Which lines in the data below contain the word "black"? Select each one and copy it.

··· DATA ENTRIES ···

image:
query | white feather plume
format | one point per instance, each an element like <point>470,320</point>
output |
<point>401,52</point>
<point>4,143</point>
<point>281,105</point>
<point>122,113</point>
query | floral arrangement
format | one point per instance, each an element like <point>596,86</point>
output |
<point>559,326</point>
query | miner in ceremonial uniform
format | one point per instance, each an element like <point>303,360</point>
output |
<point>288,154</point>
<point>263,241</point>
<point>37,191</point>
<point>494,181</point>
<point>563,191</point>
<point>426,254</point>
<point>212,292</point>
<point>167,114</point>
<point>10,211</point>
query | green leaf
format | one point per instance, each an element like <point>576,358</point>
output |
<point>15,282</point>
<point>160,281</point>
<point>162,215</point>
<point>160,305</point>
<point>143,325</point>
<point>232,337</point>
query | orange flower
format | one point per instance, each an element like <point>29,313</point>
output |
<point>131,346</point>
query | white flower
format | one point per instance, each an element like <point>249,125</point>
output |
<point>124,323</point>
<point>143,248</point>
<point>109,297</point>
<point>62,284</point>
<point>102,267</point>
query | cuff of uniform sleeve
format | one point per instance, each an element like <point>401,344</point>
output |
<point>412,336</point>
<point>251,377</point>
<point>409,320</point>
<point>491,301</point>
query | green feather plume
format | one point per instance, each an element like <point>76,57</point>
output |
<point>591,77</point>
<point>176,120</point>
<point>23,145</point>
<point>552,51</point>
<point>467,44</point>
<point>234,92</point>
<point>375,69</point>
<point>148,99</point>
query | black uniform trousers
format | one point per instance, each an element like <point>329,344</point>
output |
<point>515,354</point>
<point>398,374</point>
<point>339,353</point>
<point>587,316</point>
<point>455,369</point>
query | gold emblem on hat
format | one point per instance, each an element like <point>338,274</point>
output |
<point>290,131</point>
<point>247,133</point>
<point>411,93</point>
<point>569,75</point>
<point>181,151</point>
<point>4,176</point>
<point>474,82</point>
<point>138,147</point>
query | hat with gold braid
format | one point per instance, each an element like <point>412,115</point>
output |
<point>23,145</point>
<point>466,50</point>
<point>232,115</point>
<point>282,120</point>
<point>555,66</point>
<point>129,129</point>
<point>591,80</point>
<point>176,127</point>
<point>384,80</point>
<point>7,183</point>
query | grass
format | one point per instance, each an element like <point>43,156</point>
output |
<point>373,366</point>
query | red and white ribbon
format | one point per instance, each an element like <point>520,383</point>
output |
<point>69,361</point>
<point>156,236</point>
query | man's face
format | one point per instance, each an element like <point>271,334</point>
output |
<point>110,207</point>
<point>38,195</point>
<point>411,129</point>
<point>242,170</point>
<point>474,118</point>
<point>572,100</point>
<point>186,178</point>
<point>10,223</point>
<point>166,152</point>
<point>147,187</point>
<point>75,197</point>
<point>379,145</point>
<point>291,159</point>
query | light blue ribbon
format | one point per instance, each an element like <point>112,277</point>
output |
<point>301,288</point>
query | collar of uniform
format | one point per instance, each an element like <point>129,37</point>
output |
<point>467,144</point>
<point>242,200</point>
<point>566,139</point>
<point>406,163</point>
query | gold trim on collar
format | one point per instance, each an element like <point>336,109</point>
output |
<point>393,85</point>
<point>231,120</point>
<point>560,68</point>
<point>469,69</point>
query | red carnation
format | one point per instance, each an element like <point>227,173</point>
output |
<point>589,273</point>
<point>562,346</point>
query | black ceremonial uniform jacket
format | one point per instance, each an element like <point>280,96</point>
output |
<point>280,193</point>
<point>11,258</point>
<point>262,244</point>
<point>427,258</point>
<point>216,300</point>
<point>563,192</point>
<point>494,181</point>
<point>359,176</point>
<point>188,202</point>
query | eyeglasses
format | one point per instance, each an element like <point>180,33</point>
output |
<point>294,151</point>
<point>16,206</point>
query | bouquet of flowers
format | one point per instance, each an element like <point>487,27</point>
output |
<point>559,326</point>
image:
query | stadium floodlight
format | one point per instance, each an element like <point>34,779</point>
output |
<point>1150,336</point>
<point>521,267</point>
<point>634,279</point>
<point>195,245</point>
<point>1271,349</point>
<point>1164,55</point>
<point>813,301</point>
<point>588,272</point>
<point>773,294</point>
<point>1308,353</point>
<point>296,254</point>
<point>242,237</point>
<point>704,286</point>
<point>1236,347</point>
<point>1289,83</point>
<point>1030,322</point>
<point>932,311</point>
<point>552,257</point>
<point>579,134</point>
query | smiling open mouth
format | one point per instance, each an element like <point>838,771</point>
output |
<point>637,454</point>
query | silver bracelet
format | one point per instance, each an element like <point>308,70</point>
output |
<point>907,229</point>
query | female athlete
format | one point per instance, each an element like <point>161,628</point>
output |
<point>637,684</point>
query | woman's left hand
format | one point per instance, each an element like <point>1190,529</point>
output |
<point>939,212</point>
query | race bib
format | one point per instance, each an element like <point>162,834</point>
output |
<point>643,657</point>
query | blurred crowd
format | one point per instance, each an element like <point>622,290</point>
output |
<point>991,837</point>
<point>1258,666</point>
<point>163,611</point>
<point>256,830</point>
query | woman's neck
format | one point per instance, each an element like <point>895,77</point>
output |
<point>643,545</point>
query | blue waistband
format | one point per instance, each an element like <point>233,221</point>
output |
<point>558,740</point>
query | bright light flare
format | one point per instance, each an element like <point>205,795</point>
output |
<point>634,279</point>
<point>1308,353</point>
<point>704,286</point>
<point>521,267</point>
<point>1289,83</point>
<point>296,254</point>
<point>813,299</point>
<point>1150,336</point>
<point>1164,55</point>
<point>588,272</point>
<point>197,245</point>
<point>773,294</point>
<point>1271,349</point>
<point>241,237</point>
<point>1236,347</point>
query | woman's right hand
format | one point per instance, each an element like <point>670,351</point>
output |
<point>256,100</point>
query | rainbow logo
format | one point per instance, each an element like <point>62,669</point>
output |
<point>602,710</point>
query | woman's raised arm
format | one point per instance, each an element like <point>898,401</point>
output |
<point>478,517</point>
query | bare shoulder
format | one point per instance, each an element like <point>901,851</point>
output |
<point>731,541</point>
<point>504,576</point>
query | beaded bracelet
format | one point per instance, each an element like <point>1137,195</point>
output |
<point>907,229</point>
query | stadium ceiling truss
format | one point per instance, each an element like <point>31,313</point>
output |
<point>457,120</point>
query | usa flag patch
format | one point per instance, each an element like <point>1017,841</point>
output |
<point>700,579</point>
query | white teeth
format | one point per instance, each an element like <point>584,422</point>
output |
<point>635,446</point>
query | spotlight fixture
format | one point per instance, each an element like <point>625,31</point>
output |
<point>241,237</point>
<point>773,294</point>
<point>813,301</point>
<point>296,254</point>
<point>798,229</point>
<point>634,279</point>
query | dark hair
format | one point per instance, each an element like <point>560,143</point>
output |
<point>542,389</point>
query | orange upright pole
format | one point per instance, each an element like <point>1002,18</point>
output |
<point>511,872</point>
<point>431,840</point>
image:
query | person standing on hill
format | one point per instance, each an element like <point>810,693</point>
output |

···
··· DATA ENTRIES ···

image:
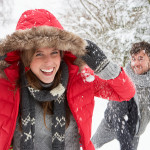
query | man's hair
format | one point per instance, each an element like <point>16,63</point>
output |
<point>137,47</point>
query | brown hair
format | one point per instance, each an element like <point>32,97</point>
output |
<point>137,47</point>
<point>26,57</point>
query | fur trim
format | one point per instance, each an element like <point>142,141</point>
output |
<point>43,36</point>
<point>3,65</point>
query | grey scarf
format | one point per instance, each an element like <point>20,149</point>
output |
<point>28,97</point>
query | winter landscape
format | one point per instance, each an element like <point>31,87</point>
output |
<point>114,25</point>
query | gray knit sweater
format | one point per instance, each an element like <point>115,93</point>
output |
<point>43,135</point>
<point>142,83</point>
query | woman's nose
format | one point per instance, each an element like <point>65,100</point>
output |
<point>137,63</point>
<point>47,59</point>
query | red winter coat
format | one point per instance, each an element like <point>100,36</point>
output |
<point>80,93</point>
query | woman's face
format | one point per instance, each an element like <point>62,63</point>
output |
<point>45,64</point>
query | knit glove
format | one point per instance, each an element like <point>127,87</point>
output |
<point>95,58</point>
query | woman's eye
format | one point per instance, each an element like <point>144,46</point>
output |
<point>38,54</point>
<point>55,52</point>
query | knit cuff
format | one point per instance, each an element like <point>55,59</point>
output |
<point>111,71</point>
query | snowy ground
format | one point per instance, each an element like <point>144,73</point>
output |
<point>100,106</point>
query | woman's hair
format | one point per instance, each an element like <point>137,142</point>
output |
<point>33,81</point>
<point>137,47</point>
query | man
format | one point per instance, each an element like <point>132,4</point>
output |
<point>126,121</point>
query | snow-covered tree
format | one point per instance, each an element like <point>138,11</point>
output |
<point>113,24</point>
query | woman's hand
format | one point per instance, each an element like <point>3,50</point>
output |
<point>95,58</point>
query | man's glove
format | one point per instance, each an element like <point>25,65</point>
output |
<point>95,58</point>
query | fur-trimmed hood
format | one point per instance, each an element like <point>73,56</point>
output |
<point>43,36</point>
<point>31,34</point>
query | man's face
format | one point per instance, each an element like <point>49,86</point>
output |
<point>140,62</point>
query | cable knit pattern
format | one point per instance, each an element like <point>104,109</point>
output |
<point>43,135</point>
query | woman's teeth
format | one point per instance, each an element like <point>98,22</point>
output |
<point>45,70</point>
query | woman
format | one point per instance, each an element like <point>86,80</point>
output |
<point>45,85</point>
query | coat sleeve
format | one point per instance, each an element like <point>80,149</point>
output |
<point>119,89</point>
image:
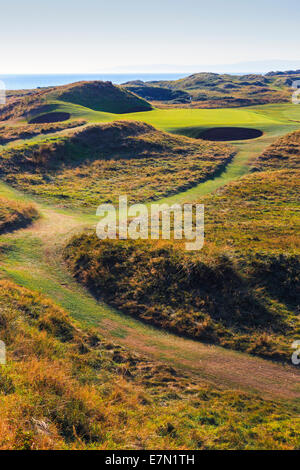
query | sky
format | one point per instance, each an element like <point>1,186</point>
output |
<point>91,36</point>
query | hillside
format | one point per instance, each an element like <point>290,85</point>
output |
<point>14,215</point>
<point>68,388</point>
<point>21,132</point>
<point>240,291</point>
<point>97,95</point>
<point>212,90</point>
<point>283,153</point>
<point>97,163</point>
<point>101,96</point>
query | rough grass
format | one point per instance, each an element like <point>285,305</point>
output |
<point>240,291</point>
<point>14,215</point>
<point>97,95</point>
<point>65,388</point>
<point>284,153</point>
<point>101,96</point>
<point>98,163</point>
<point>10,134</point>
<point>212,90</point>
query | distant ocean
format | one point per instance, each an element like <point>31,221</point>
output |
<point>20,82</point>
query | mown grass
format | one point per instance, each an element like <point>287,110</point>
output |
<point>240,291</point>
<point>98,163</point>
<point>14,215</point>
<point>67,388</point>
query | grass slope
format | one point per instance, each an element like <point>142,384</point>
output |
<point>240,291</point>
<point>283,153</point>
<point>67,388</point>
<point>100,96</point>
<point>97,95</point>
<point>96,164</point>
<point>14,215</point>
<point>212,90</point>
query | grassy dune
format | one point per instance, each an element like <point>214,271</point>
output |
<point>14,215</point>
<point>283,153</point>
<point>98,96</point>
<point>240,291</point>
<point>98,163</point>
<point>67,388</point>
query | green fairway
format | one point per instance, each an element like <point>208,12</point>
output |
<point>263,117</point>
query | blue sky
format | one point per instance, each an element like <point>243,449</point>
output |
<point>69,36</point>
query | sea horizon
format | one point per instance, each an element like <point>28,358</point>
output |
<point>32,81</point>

···

#### [COMPLETE RESPONSE]
query | black uniform trousers
query | black ceremonial uniform jacket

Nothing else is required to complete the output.